— BEGIN SUPPLIED ENTRIES —

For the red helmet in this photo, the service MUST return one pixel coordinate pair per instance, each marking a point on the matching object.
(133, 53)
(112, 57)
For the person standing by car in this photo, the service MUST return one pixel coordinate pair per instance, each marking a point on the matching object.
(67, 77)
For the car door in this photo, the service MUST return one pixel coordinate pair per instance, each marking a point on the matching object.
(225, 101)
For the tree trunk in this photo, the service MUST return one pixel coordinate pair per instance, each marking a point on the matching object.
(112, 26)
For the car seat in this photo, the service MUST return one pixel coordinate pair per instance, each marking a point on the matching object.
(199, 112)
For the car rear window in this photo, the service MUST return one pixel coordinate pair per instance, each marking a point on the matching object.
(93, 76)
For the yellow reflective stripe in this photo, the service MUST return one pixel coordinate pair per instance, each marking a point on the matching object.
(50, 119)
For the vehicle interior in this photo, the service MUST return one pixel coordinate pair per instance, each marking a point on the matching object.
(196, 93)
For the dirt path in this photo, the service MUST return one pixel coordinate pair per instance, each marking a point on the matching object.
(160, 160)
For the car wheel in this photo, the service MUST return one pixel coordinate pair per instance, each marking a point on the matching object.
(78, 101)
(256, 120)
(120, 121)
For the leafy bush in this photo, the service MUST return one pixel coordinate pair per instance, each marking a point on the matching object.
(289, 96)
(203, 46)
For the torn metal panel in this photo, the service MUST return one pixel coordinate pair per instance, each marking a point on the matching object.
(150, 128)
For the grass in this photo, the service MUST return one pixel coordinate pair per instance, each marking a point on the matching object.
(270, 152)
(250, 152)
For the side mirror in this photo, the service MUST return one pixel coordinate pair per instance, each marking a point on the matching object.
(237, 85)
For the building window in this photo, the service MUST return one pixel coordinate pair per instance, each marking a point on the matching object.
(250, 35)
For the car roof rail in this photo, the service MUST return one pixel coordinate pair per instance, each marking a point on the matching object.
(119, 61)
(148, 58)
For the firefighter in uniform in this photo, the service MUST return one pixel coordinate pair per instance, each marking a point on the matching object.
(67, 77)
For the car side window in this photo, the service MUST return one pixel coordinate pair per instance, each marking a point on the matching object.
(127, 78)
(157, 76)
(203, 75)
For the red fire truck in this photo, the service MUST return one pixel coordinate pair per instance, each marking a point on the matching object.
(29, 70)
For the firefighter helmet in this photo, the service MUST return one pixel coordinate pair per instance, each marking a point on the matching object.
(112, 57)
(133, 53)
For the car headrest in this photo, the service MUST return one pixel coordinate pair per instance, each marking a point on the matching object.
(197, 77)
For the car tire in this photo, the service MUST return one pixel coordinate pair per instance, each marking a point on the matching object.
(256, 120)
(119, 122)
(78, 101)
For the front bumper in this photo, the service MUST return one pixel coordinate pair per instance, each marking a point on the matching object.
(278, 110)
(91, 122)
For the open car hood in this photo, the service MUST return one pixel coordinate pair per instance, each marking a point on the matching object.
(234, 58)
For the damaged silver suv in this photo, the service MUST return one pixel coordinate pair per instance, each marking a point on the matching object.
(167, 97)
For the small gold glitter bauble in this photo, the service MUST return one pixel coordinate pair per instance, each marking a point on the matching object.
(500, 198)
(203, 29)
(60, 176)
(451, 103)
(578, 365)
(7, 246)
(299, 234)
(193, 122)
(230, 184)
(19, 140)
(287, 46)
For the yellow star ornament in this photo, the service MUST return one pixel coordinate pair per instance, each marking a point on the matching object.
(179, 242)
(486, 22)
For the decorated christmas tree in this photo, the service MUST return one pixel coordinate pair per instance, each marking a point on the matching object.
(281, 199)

— END SUPPLIED ENTRIES —

*WHAT NEEDS TO BE DONE:*
Please write out the records again, starting with the line containing "For the damaged" and going on through the end of the records, switching "photo" to "image" and leaving everything else unchanged. Give only those lines.

*FULL RESPONSE:*
For the damaged silver suv in this image, the service MUST return one pixel coordinate pair per instance, each marking a point on the matching object.
(167, 97)
For the small gold glitter bauble in this image, the service MUST return one pixel coordinate pair per instance, each marking a point on the matching object.
(500, 198)
(203, 29)
(60, 176)
(451, 103)
(578, 365)
(7, 246)
(299, 234)
(193, 122)
(230, 184)
(19, 140)
(287, 46)
For the yellow star ornament in this image, the service MUST return one pixel coordinate pair per instance, each marking a point on the matching object.
(179, 242)
(486, 22)
For the decorated christmas tree in this image, the service MUST return one pixel coordinate pair per instance, each marking a point on the matching object.
(281, 199)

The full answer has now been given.